### DIRECTIONS
Copy each line exactly. Drop every picture.
※
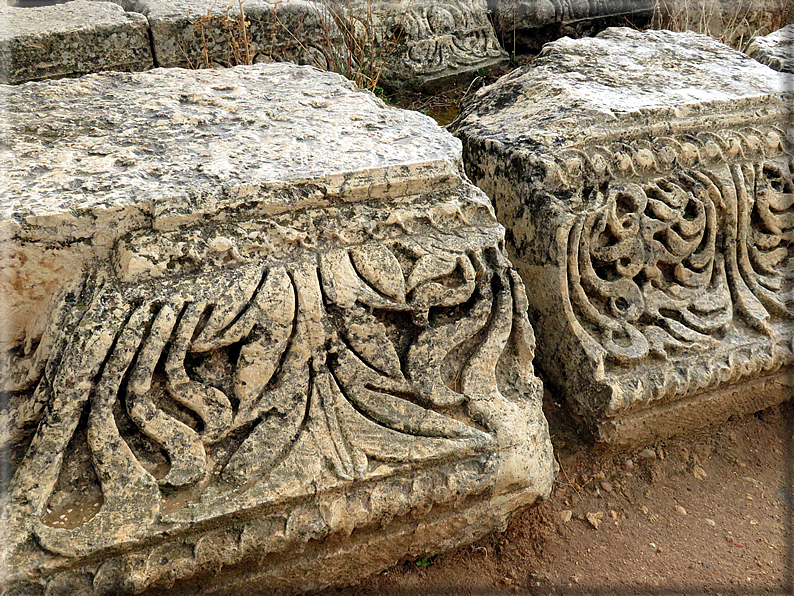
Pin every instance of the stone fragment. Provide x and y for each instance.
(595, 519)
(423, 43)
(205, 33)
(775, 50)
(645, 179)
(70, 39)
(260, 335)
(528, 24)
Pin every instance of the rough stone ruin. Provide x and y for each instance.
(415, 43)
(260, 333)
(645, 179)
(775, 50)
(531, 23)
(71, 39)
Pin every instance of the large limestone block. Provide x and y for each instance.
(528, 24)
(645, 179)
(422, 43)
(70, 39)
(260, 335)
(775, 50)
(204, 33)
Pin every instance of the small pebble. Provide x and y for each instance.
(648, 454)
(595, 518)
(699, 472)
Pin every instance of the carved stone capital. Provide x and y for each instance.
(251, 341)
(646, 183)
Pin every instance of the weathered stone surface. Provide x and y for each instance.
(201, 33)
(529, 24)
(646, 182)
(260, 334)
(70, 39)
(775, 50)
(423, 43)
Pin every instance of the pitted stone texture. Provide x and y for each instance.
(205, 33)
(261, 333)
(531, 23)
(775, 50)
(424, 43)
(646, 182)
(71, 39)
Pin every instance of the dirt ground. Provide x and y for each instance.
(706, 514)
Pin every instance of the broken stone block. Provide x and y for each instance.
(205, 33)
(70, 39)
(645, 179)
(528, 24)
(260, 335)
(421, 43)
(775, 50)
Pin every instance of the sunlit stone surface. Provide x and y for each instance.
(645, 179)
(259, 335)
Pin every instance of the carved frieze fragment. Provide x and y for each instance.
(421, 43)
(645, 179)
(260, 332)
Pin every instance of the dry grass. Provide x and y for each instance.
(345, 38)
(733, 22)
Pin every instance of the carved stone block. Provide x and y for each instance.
※
### EXPECTED ANSWER
Pin every instance of the stone fragment. Provide x and y for each instance.
(595, 519)
(423, 43)
(205, 33)
(775, 50)
(645, 179)
(70, 39)
(260, 335)
(528, 24)
Pin every instance of the rough stone ruin. Provide x and y for each instance.
(415, 43)
(260, 333)
(645, 179)
(775, 50)
(531, 23)
(71, 39)
Pin every instance of the large limestone block. Provide x and y for each instance.
(528, 24)
(645, 179)
(422, 43)
(70, 39)
(260, 335)
(775, 50)
(204, 33)
Pin every instance of the small pebble. Provide x and y for each instance.
(648, 454)
(595, 518)
(699, 472)
Pin every instance of the carved stone capital. Provide x and y for each instance.
(251, 341)
(646, 183)
Pin every instance of the weathered stone surface. Provide x and y for each instance.
(201, 33)
(529, 24)
(646, 182)
(260, 334)
(70, 39)
(775, 50)
(423, 43)
Pin every instance of the pitted stone texture. Provide x and y for each instance.
(205, 33)
(261, 333)
(531, 23)
(775, 50)
(424, 43)
(646, 182)
(71, 39)
Pin every instance of the dirt ground. Provide x and y for each instance.
(706, 514)
Pin every instance of the broken stone block. Provide x and y for each instance.
(205, 33)
(70, 39)
(645, 179)
(528, 24)
(260, 335)
(421, 43)
(775, 50)
Pin every instance of the sunlit stone surface. Provide x and y for each instance.
(645, 179)
(259, 335)
Pin every instance of the carved frieze fragment. Provide x and y for each instance.
(421, 43)
(645, 179)
(260, 332)
Pin every instance of the dry grass. Provide x and y for each instance.
(345, 38)
(733, 22)
Pin every instance of the carved stone block. Provide x and y for each instance.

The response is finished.